• [Page excerpt]
+ + +

5. Castor Oil Plant
The castor oil plant (Ricinus communis) is a highly toxic plant producing the potent toxin ricin which is a powerful cytotoxic agent. Another toxin, the Ricinus communis agglutinin, a hemagglutinin, is also produced by the plant. The plant grows widely in the tropical regions of the world and is used for the extraction of castor oil from the seeds of the castor oil plant. Castor oil is used for the manufacture of soaps, lubricants, pharmaceuticals, perfumes and many other products. The ricin toxin obtained from the seeds of this plant is water soluble in nature and potent enough to kill an adult human at a mere dose of just 1 milligram. Nausea, bloody diarrhea, blood pressure drops, and intense abdominal pain are some of the symptoms of ricin poisoning which in high doses will trigger death. According to the Guinness Book of World Records, 2007, the castor plant is the most poisonous plant in the world.
4. Rosary Pea
The Rosary pea (Abrus precatorius) is a native plant of India from where it has been distributed to other tropical and subtropical areas of the world. The seeds of the rosary pea are utilized in the manufacture of beads for percussion instruments. The plant is also known for the highly cytotoxic nature of its poison abrin produced within its seeds which inhibits the synthesis of proteins within the cell. It is estimated that even the consumption of a single seed of this plant is sufficient to kill an adult human being. The symptoms of rosary pea poisoning include nausea, vomiting, liver failure, convulsion and finally death. Unlike the quick action of ricin on the body, abrin, though more toxic at lower doses than ricin, is absorbed at a much slower rate, with symptoms manifesting at a much later stage, allowing time for treatment.

+ + +

• [What to work on]
[A] In the poisonous-plants excerpt, rewrite the passage from "4. Rosary Pea" to "time for treatment.", substituting "South Asia" for "India".
[B] Decide whether each statement agrees with the poisonous-plants excerpt. (i) Castor oil goes into making perfumes. (ii) Abrin is absorbed by the body faster than ricin. (iii) Rosary pea seeds are used to make beads for percussion instruments.

(Natural language descriptions of regions)
+ + +

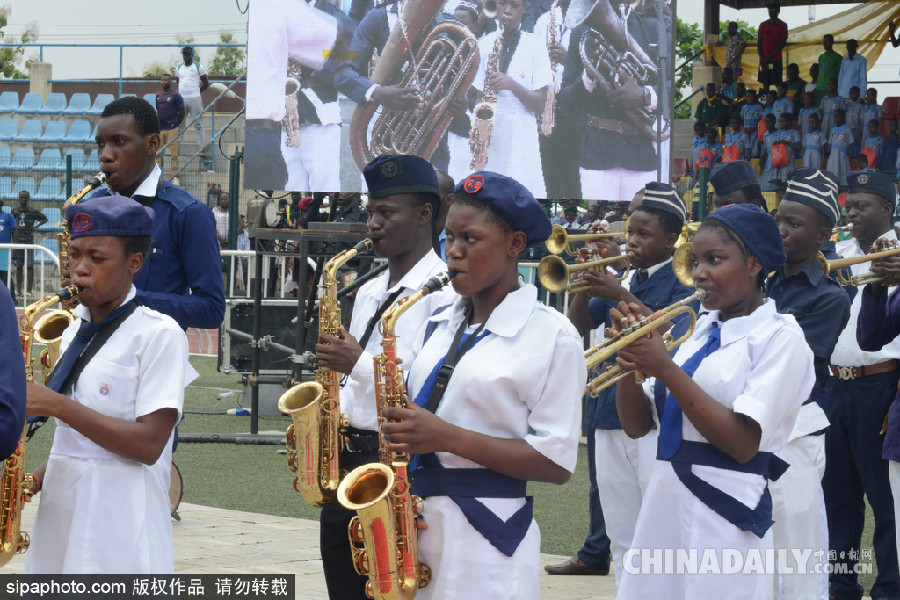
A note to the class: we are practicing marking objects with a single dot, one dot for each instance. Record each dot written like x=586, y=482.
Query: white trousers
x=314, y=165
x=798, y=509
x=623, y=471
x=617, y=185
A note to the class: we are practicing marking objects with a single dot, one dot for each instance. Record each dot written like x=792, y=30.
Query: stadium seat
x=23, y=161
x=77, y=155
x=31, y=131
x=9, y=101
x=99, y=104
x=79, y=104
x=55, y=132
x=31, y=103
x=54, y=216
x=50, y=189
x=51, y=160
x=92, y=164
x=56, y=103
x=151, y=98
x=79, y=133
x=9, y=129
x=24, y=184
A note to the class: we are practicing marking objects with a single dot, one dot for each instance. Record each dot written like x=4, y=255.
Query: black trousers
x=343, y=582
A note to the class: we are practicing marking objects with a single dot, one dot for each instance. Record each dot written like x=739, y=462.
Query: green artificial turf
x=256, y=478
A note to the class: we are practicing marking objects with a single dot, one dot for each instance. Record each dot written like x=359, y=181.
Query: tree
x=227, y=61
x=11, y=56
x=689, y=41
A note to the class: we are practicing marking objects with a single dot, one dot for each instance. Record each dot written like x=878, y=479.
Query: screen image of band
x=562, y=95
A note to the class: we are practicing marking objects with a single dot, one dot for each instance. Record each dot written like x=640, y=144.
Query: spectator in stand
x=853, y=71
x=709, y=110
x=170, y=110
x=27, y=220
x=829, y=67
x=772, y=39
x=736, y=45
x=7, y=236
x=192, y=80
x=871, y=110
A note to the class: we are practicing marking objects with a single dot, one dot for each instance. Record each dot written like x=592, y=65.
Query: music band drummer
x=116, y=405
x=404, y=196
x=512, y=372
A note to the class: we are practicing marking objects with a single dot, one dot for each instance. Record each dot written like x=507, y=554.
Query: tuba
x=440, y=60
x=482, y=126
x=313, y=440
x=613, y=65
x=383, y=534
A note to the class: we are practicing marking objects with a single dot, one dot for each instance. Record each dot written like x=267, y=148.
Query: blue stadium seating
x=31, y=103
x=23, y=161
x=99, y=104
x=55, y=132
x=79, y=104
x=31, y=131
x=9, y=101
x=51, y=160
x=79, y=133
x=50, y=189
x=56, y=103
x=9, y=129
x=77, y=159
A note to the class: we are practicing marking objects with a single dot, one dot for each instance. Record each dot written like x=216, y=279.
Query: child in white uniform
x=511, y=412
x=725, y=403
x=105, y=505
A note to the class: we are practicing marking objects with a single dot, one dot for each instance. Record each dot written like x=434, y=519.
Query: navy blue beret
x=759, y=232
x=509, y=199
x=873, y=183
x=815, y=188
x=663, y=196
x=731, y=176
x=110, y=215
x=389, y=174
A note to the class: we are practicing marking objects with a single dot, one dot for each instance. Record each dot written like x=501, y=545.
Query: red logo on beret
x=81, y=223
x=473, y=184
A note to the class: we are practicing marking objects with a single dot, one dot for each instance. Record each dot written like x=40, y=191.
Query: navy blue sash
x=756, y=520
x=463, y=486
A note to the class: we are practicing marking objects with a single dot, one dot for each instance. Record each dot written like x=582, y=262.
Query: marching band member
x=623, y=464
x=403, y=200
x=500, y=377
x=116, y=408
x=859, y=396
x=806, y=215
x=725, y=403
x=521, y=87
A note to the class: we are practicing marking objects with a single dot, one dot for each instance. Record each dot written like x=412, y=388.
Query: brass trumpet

+ + +

• [Answers to the problems]
[A]
4. Rosary Pea
The Rosary pea (Abrus precatorius) is a native plant of South Asia from where it has been distributed to other tropical and subtropical areas of the world. The seeds of the rosary pea are utilized in the manufacture of beads for percussion instruments. The plant is also known for the highly cytotoxic nature of its poison abrin produced within its seeds which inhibits the synthesis of proteins within the cell. It is estimated that even the consumption of a single seed of this plant is sufficient to kill an adult human being. The symptoms of rosary pea poisoning include nausea, vomiting, liver failure, convulsion and finally death. Unlike the quick action of ricin on the body, abrin, though more toxic at lower doses than ricin, is absorbed at a much slower rate, with symptoms manifesting at a much later stage, allowing time for treatment.

[B]
(i) Yes: "Castor oil is used for the manufacture of soaps, lubricants, pharmaceuticals, perfumes and many other products."
(ii) No: "abrin, though more toxic at lower doses than ricin, is absorbed at a much slower rate"
(iii) Yes: "The seeds of the rosary pea are utilized in the manufacture of beads for percussion instruments."